◆ **Stated task**: Please convert the rows below into a JSON list of strings, with one string for each line and no blank lines.

[Begin]

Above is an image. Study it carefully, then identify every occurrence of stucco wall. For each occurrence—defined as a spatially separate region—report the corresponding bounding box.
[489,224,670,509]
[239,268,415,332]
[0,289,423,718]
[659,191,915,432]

[End]

◆ **The solution**:
[
  "Above is an image. Study it carefully, then identify every occurrence of stucco wall. For each occurrence—defined as a spatially separate region—report the corresponding bounding box.",
  "[489,224,670,509]",
  "[239,268,415,332]",
  "[0,289,423,718]",
  "[659,191,915,432]"
]